▶ [Assignment] Decide whether each statement agrees with the article below about Tiffany's chief executive, answering yes or no and quoting the words of the article that settle it. 1. Frederic Cumenal has been the company's chief executive since April 2015. 2. Charles Lewis Tiffany founded the company in 1857. 3. Francesca Amfitheatrof was hired as Tiffany's first female design director.

▶ [Extract]
The American jeweller’s chief executive tells Emily Bobrow that he is drawing inspiration from its past to sharpen its range

The American jeweller’s chief executive tells Emily Bobrow that he is drawing inspiration from its past to sharpen its range

Emily Bobrow | September 26th 2016

Tiffany & Co, one of America’s oldest luxury houses, has a reputation for peddling elegant baubles for the traditional set. Its trademark blue box tends to promise both quality and caution. But Frederic Cumenal, 57, the company’s chief executive since April 2015, is keen to remind shoppers that Tiffany offers more than solitaire engagement rings and sterling silver heart pendants. “We’ve always been interested in working with young, emerging talent,” he said in the wood-panelled library on Tiffany’s executive floor. “Warhol, Jasper Johns, Rauschenberg, when we were partnering with them they were still edgy artists.”

“Edgy” may not be the first word that comes to mind to describe a jeweller that still uses pictures of willowy brides to sell its bling. But beneath a rather stern oil portrait of Charles Lewis Tiffany, who founded the company in 1837, the Bordeaux-born executive insists that creative irreverence is at the heart of Tiffany’s DNA. Given the many changes he has overseen since joining the company in 2011, from hiring Francesca Amfitheatrof, a modernist jewellery designer with a playful streak, as its first female design director, to launching the brand’s first campaign on the social-media site Snapchat, Cumenal is plainly eager to update the retailer’s fusty image. “Not taking things so seriously has been a big part of the history of Tiffany,” he explained. “My ambition is to bring back this wit and spirit.”

▶ [Information given]
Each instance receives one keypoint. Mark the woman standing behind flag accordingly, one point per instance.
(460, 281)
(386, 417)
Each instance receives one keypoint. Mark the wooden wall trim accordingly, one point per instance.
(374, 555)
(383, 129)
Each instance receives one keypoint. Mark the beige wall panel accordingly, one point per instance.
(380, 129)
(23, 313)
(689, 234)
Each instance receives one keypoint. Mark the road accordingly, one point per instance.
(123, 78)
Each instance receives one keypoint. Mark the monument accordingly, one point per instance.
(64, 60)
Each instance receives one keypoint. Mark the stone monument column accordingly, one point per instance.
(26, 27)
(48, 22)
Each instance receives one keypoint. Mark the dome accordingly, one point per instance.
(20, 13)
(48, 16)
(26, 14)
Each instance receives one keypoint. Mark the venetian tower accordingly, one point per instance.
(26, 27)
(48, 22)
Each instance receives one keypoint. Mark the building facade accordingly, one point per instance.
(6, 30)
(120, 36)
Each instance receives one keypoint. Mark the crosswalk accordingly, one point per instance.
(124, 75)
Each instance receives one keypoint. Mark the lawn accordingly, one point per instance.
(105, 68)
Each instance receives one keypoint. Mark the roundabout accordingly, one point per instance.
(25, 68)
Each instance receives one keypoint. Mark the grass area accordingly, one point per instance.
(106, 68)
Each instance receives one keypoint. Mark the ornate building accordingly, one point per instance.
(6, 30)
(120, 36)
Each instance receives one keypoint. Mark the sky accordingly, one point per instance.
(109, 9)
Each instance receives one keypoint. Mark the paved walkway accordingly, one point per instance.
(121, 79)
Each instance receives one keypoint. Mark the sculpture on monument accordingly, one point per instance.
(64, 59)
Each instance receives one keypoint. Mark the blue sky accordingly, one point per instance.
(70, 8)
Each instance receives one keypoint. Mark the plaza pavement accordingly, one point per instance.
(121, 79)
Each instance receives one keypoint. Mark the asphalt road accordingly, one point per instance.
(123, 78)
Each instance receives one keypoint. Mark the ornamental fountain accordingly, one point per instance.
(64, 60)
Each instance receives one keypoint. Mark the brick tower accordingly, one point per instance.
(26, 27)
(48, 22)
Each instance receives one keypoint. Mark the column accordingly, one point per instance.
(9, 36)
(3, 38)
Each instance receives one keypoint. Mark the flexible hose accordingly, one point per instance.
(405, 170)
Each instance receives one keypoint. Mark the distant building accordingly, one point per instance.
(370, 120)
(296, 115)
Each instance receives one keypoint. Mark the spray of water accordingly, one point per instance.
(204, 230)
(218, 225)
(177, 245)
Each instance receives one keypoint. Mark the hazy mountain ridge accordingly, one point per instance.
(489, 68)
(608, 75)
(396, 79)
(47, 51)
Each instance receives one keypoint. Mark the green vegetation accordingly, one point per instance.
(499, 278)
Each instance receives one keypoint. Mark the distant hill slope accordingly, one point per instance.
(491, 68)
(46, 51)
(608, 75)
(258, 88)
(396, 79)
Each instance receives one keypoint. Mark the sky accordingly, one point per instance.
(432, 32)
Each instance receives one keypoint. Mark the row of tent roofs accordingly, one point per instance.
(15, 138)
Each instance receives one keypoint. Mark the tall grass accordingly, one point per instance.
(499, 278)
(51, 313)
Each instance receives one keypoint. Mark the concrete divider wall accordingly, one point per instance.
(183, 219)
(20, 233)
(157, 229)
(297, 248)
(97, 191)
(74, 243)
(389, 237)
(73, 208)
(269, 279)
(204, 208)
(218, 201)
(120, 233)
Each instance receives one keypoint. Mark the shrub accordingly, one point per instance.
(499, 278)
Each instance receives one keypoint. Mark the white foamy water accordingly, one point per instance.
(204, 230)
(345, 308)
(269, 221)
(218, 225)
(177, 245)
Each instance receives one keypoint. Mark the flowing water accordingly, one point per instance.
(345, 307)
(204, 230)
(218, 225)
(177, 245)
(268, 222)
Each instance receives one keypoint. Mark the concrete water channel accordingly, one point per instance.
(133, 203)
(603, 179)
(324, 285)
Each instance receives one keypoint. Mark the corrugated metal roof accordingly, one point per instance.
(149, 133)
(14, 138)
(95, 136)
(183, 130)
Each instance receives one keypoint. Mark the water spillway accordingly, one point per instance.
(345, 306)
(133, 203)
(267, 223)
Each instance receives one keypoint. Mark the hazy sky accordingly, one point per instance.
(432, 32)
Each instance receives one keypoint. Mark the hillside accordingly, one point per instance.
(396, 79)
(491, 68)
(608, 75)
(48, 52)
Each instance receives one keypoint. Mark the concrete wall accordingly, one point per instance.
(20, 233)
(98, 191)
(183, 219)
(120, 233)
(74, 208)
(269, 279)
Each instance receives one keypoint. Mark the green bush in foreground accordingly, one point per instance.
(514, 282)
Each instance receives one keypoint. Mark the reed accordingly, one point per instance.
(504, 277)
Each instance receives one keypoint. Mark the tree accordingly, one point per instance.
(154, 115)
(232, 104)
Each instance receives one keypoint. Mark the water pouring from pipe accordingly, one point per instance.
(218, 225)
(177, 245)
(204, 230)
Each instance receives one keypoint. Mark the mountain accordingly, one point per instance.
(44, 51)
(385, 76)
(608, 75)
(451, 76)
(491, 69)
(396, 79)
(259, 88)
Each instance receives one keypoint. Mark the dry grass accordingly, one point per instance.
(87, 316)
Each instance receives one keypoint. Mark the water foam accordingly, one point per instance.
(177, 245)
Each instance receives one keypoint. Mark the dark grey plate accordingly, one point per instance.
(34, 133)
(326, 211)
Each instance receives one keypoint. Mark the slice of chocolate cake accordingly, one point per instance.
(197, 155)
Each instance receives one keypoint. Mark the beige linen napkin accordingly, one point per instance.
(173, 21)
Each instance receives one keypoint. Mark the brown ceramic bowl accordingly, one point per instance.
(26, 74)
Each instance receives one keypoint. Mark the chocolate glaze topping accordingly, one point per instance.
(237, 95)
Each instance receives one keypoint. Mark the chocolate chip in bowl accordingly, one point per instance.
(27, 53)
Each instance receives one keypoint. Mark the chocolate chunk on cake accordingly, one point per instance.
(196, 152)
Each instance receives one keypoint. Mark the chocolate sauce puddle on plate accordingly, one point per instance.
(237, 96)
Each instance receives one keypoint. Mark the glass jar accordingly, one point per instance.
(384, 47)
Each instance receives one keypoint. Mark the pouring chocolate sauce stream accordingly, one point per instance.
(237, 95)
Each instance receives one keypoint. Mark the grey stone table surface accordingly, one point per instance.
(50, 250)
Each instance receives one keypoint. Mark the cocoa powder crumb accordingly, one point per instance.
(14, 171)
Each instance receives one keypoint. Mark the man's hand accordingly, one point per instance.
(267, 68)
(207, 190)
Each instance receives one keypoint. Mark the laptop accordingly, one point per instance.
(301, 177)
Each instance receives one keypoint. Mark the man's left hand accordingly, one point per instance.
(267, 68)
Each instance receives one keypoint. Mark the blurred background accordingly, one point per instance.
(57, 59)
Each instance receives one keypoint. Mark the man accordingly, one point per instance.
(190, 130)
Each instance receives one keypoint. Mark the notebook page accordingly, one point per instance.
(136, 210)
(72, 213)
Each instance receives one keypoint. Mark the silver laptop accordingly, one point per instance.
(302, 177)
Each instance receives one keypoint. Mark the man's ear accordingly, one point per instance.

▶ [Response to the exercise]
1. Yes: "the company’s chief executive since April 2015"
2. No: "who founded the company in 1837"
3. Yes: "as its first female design director"